● Quoted text
These tips form the basis for seven short Awareness Through Movement lessons, made on behalf of the Feldenkrais Guild UK for Feldenkrais Awareness Week, 22 - 28 May 2010; you can listen to or download the lessons here.

Some years ago, I saw an article in a major newspaper called Seven Tips for Better Posture and read it with a sinking heart. It was essentially seven different ways of saying that we should strengthen our abdominals. I have nothing against strong abdominals, or strength in any other muscle group — it's just that I know, from twenty years of experience, how abysmally little difference that makes to our basic habits of movement and action.
 
Shakespeare wrote “What a piece of worke is a man! ... in forme and moving how expresse and admirable!” The mechanism that produces such express and admirable action is complex, intricate; and this is no less true of the neural hierarchy that controls muscle and bone. To make real change, real improvement in our posture and action, we must respect the subtlety and cunning of that system, and our strategies must rise to that standard.
 
We need strategies that will allow us to reach beyond the intellectual, into the intuitive and instinctive parts of our brains — the parts that are actually in control of movement. We need strategies that encompass the wholeness of movement — not just one joint moving at a time, which never happens in ordinary life. We need strategies that can approach the spiralling multidimensional movements that give force to the footballer's kick and precision to the dancer's jump.

● Requests
a - From the passage on posture, pull out the part starting at "These tips form" and ending at "movement and action.", word for word.
b - Copy the records below exactly, starting at the first line of the records and ending at the line that contains "pixel 870 490", including that line, and nothing after it.

● Given entries
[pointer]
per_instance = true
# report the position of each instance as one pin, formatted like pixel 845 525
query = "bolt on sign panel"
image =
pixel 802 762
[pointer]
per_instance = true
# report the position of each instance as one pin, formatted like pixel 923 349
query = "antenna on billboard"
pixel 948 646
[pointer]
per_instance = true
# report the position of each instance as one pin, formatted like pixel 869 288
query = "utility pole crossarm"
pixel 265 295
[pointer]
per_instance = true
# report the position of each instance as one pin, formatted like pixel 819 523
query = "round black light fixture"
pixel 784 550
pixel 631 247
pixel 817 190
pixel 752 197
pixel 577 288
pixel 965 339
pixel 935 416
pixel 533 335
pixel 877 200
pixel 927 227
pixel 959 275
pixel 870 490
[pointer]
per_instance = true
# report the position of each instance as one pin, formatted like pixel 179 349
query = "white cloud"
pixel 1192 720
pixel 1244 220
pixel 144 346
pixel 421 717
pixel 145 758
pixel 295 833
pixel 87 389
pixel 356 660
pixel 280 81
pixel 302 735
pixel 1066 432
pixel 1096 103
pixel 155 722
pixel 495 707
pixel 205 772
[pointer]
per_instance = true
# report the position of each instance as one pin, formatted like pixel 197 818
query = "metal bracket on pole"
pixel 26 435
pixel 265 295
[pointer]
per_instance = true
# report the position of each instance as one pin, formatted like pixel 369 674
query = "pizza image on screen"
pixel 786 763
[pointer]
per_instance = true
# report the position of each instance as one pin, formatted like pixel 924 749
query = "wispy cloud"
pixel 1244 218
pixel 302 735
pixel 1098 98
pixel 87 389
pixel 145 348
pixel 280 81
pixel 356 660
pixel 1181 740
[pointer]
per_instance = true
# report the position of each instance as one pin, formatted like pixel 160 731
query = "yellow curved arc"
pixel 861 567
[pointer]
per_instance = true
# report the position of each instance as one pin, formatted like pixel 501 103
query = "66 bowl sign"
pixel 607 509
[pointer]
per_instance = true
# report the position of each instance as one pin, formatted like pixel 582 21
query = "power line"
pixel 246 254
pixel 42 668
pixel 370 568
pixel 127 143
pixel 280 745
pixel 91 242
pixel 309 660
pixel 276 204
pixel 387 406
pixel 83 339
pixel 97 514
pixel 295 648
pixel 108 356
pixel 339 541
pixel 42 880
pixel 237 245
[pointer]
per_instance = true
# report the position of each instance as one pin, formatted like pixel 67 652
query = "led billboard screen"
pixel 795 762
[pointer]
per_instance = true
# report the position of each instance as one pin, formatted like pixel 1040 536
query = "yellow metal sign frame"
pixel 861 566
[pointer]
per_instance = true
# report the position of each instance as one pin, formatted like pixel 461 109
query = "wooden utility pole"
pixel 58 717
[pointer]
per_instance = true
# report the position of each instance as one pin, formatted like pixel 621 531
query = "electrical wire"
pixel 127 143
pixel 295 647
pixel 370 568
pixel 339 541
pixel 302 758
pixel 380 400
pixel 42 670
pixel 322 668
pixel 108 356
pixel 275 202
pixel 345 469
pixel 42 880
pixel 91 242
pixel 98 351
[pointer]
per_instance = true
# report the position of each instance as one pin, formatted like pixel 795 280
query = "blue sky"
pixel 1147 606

● List of solutions
a -
These tips form the basis for seven short Awareness Through Movement lessons, made on behalf of the Feldenkrais Guild UK for Feldenkrais Awareness Week, 22 - 28 May 2010; you can listen to or download the lessons here.

Some years ago, I saw an article in a major newspaper called Seven Tips for Better Posture and read it with a sinking heart. It was essentially seven different ways of saying that we should strengthen our abdominals. I have nothing against strong abdominals, or strength in any other muscle group — it's just that I know, from twenty years of experience, how abysmally little difference that makes to our basic habits of movement and action.

b -
[pointer]
per_instance = true
# report the position of each instance as one pin, formatted like pixel 845 525
query = "bolt on sign panel"
image =
pixel 802 762
[pointer]
per_instance = true
# report the position of each instance as one pin, formatted like pixel 923 349
query = "antenna on billboard"
pixel 948 646
[pointer]
per_instance = true
# report the position of each instance as one pin, formatted like pixel 869 288
query = "utility pole crossarm"
pixel 265 295
[pointer]
per_instance = true
# report the position of each instance as one pin, formatted like pixel 819 523
query = "round black light fixture"
pixel 784 550
pixel 631 247
pixel 817 190
pixel 752 197
pixel 577 288
pixel 965 339
pixel 935 416
pixel 533 335
pixel 877 200
pixel 927 227
pixel 959 275
pixel 870 490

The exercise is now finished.